▶ **EXTRACT**
Author Bill Bryson said he disagreed that the English invented cricket as a way of making all other human endeavours look interesting and lively - "that was merely an unintended side effect".
He went on to say it's the only sport with meal breaks, the only sport that shares a name with an insect and the only sport where spectators burn more calories than players.
One can only assume he was talking test cricket.
And one can only assume he was never witness to anything like the inspired show at Wednesday's Legends of Cricket Art Deco Match which, as compere Wayne Mowat said, was "quite a thing".
Clifton County Cricket Club's pitch presented like a scene off Field of Dreams, a verdant-green turf that materialised from hectares of painfully dry farmland.
Credit has to go Hawke's Bay Tourism, the landowners and the club, who rendered the event unforgettable.
The place was a mecca for former Black Caps and rival internationals.

▶ **RECORDED DATA**
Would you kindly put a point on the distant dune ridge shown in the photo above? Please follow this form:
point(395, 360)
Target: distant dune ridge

▶ **TASK ITEM A**
According to the cricket match report, who served as compere at the Legends of Cricket Art Deco Match?
▶ **TASK ITEM B**
Carry on the cricket match report from its final sentence, writing the next few sentences in the same style.

▶ **RESPONSE BOX A**
Wayne Mowat

▶ **RESPONSE BOX B**
But of all of them, one stole the show.
Former New Zealand captain Martin Crowe, critically ill with a rare blood disease, added a poignant note to the otherwise jovial proceedings. During his address he conceded tomorrow's Black Caps versus Australia game would be the only world cup match he'd get to. Incidentally, the transtasman foe was the same team he made his international debut against in 1982, at the age of 19.
The match, he conceded, would constitute the "bookend" to his cricketing career.
In saying so, he elevated tomorrow's fixture to something much more than simply the clash of the tournament.